EXERCISE AIM:
The lines to be set down run from the line containing "of the weeds" through the final line of the data below; print them exactly and print nothing else.

Dataset records about object locations:
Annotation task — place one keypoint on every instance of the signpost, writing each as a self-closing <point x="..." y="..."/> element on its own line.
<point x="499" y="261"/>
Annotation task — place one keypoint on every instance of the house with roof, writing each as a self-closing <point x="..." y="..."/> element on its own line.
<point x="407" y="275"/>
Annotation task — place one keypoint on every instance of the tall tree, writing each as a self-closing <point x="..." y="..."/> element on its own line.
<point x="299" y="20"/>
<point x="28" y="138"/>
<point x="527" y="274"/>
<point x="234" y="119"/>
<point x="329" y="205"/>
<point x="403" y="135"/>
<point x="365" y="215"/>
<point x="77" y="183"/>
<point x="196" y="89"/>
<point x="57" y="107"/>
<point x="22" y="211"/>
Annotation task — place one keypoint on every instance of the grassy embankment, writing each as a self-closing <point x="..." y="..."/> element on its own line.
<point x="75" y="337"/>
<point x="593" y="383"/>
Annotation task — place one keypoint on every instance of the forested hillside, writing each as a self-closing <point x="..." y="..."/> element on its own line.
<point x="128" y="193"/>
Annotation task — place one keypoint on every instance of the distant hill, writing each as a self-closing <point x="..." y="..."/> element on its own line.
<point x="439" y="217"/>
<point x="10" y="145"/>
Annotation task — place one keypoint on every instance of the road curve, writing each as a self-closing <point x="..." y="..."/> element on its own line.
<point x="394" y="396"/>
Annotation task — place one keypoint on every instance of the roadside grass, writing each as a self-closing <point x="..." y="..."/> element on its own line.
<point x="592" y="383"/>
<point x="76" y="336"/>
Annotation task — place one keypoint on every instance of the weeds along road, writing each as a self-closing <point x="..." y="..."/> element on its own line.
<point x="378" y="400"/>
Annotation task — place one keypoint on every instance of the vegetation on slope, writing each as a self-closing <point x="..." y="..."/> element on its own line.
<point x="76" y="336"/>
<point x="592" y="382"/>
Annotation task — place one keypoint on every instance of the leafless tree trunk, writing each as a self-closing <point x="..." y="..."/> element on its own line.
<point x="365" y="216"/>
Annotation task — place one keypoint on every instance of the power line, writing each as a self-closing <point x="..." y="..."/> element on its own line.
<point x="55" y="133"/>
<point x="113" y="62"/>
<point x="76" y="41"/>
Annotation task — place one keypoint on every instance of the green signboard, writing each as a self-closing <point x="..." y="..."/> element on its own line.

COMPLETED EXERCISE:
Annotation task — place one keypoint on every instance of the weeds along road, writing each as a self-closing <point x="..." y="..."/> element on its own line.
<point x="378" y="400"/>
Annotation task — place one keypoint on every instance of the vegetation on slope, writing each as a self-closing <point x="..." y="..."/> element on its own line.
<point x="76" y="336"/>
<point x="592" y="382"/>
Annotation task — place one keypoint on every instance of the leafless tree trunk, writing each as a self-closing <point x="..." y="..."/> element on its own line.
<point x="365" y="216"/>
Annotation task — place one keypoint on every instance of the power line, writing each as a self-closing <point x="..." y="..."/> element on its own line.
<point x="55" y="133"/>
<point x="113" y="62"/>
<point x="76" y="41"/>
Annotation task — place one keypoint on every instance of the green signboard, writing each as a self-closing <point x="..." y="..."/> element on its own line.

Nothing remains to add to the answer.